— Exercise directions —
Reproduce the material below word for word, starting at its first line and ending with the line that contains "column 125, row 774", both included.

— Extracted entries —
--

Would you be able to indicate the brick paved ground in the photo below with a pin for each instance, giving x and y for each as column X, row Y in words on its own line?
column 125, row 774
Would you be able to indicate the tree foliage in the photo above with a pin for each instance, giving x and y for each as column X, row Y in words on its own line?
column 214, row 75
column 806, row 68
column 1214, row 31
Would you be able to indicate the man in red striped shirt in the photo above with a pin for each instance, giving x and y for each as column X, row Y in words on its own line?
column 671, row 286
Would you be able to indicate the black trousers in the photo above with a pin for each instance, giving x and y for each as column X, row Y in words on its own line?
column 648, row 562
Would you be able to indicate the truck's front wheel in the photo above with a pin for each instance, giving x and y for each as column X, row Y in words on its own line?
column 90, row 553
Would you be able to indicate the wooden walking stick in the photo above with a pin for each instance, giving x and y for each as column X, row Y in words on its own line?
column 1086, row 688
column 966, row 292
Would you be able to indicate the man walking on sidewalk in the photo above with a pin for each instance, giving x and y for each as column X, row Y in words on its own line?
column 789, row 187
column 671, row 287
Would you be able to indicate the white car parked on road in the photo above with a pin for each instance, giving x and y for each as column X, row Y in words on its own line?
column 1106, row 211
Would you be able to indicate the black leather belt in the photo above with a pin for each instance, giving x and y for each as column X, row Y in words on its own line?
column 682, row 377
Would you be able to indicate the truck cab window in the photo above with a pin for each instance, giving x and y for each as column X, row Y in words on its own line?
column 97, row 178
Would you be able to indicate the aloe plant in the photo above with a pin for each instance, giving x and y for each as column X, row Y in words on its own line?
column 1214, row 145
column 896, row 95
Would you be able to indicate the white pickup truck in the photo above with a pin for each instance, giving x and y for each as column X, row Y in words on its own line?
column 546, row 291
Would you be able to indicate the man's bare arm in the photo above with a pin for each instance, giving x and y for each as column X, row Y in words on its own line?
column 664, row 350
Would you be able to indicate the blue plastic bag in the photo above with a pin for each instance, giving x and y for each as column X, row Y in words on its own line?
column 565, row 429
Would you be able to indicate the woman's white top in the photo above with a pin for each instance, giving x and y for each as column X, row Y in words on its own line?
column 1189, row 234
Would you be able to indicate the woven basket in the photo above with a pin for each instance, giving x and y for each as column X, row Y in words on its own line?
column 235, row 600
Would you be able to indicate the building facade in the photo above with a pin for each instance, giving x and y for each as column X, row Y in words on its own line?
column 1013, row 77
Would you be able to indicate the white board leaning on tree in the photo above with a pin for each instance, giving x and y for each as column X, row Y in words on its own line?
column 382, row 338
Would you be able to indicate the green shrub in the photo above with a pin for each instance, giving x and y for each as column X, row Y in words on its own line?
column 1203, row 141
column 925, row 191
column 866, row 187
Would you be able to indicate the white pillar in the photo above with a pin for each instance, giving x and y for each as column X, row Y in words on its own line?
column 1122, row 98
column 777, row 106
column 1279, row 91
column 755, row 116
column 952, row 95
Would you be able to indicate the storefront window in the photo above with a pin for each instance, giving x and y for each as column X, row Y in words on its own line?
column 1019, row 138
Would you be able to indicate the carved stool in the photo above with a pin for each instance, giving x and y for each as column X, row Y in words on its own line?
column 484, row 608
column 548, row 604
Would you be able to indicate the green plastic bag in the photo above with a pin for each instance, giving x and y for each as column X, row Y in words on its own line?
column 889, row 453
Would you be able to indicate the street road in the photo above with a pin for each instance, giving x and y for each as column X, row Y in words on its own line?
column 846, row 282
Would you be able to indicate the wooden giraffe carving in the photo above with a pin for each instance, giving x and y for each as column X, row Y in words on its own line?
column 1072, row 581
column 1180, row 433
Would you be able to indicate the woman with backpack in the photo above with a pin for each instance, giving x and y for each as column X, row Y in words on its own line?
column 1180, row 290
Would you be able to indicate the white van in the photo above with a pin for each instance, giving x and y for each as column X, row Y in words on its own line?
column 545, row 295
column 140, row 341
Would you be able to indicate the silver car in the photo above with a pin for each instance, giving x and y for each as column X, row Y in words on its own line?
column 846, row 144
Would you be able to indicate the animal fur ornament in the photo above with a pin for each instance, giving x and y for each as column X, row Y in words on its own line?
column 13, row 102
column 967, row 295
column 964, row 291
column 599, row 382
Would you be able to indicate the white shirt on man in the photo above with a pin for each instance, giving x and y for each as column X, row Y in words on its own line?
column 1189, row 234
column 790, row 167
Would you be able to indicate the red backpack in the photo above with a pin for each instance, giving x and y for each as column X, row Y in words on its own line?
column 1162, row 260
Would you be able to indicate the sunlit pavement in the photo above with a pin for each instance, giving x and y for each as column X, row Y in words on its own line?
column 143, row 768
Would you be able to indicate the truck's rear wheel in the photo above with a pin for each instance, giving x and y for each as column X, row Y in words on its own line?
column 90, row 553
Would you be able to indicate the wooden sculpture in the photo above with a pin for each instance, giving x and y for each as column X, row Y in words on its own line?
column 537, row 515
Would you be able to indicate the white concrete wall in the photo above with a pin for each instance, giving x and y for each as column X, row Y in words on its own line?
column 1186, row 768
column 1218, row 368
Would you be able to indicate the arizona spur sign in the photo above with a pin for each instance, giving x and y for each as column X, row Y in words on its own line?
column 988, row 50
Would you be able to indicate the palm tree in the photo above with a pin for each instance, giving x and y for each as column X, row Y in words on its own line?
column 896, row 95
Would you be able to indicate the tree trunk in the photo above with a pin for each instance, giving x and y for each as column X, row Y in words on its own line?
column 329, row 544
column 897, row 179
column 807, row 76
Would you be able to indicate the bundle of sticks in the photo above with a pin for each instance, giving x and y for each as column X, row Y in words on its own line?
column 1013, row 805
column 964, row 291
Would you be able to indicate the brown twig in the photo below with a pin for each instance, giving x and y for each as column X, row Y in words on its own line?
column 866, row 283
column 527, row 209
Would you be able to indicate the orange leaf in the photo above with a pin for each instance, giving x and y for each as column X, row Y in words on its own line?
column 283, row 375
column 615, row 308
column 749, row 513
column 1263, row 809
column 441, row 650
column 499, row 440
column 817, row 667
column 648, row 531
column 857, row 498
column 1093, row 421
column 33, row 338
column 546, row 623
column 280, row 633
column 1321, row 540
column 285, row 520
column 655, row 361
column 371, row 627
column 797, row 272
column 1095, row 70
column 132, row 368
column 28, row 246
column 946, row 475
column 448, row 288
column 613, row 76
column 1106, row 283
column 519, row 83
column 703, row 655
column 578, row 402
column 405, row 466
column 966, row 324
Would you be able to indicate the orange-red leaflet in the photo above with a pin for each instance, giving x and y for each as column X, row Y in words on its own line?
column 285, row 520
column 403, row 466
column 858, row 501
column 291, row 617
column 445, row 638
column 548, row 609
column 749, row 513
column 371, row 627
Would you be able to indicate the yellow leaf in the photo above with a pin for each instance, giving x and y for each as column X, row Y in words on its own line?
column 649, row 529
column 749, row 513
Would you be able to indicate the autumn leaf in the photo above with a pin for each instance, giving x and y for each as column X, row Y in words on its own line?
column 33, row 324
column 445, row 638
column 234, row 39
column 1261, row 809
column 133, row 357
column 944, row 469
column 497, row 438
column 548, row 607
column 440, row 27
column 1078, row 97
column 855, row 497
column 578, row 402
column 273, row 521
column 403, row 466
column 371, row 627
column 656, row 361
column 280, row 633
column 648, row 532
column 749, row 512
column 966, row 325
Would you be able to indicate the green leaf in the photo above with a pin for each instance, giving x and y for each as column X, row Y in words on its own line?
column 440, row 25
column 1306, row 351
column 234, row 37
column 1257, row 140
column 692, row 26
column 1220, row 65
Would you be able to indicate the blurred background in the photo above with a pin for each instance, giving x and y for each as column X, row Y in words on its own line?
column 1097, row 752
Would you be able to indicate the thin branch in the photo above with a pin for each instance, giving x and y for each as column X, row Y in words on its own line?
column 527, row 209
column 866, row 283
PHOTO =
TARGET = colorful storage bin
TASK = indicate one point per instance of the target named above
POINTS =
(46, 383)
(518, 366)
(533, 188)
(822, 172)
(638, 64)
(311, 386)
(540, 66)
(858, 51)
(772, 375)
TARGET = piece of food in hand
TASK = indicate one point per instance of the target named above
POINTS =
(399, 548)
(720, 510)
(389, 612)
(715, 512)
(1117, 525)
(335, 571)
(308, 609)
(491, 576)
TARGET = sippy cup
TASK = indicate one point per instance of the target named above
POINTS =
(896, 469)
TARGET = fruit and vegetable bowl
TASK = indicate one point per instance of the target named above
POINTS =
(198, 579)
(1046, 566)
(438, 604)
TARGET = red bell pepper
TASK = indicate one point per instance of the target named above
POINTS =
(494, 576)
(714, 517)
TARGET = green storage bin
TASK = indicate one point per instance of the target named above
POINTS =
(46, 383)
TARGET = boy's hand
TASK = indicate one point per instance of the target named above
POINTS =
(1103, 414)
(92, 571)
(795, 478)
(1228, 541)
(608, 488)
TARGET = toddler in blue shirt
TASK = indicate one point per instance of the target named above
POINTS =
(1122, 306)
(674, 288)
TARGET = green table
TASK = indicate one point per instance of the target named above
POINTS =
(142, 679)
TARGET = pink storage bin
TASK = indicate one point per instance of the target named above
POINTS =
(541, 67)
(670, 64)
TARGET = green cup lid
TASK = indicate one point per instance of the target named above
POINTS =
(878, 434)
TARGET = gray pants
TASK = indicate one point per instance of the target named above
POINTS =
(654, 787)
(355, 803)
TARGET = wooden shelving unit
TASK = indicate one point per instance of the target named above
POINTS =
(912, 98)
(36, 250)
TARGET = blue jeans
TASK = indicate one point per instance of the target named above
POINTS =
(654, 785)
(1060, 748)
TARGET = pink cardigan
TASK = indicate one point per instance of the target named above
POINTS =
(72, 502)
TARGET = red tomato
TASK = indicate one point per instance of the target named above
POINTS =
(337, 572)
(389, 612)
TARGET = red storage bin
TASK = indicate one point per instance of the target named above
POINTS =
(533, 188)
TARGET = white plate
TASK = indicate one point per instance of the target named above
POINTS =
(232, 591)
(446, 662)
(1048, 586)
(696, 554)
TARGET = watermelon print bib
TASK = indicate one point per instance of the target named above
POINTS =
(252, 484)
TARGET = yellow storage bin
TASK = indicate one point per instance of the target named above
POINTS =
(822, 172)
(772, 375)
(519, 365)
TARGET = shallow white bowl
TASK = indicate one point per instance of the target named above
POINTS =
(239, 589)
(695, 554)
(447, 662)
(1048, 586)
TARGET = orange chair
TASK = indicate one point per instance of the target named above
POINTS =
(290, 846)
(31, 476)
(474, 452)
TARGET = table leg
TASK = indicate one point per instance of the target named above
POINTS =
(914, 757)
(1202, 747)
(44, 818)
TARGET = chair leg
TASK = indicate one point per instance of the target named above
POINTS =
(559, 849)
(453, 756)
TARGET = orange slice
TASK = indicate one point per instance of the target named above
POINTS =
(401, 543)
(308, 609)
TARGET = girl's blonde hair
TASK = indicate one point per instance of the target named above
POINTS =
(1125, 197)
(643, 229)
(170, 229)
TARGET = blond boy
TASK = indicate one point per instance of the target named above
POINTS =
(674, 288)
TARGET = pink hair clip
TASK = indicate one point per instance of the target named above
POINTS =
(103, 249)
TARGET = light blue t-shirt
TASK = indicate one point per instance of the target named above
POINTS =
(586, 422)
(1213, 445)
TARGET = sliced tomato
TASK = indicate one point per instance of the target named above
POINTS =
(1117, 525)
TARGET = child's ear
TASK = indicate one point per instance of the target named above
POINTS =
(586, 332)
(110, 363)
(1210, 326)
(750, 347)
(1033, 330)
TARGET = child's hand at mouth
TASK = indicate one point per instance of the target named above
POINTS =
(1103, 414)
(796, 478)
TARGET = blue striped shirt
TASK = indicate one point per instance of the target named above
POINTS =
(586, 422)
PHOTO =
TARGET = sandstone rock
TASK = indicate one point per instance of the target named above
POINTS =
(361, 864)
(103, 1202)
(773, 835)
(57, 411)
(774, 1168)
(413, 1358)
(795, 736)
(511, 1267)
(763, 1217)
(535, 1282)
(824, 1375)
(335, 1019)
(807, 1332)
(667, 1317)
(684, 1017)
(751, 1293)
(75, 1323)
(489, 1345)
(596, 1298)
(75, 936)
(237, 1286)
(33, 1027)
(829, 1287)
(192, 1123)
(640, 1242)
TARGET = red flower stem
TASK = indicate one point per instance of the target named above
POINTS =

--

— Written response —
Would you be able to indicate the brick paved ground in the photo below with a pin for each instance, giving x and y for each as column X, row Y in words on its own line?
column 125, row 774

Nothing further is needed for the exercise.